● Information given:
»»
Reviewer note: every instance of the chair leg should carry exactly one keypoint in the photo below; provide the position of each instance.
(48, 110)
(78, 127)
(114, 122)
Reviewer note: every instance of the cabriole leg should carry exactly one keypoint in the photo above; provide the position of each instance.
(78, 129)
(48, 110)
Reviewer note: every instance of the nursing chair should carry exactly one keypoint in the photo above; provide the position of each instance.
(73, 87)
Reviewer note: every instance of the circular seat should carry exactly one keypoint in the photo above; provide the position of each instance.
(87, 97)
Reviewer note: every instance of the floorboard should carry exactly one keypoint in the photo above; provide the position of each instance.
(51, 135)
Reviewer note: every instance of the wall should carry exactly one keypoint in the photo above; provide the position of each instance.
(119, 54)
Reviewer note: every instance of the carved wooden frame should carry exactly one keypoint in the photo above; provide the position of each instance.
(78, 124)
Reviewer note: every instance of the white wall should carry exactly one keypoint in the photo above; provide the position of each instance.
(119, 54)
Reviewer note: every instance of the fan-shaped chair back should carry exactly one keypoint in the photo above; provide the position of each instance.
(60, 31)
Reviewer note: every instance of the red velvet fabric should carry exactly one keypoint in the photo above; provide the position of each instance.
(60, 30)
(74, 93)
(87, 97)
««
● Exercise description: After locating the line that holds "Reviewer note: every instance of the white", print it and each line after it through the end of the data, exactly as it stands.

● Result:
Reviewer note: every instance of the white wall should carry exactly one keypoint in the photo above; provide the position of each instance.
(119, 54)
Reviewer note: every instance of the fan-shaped chair back should carry exactly one keypoint in the photo above; provide the position of each instance.
(60, 31)
Reviewer note: every instance of the red velvet fabric should carry exactly one keypoint in the photo above; provide the position of each instance.
(60, 30)
(74, 93)
(87, 97)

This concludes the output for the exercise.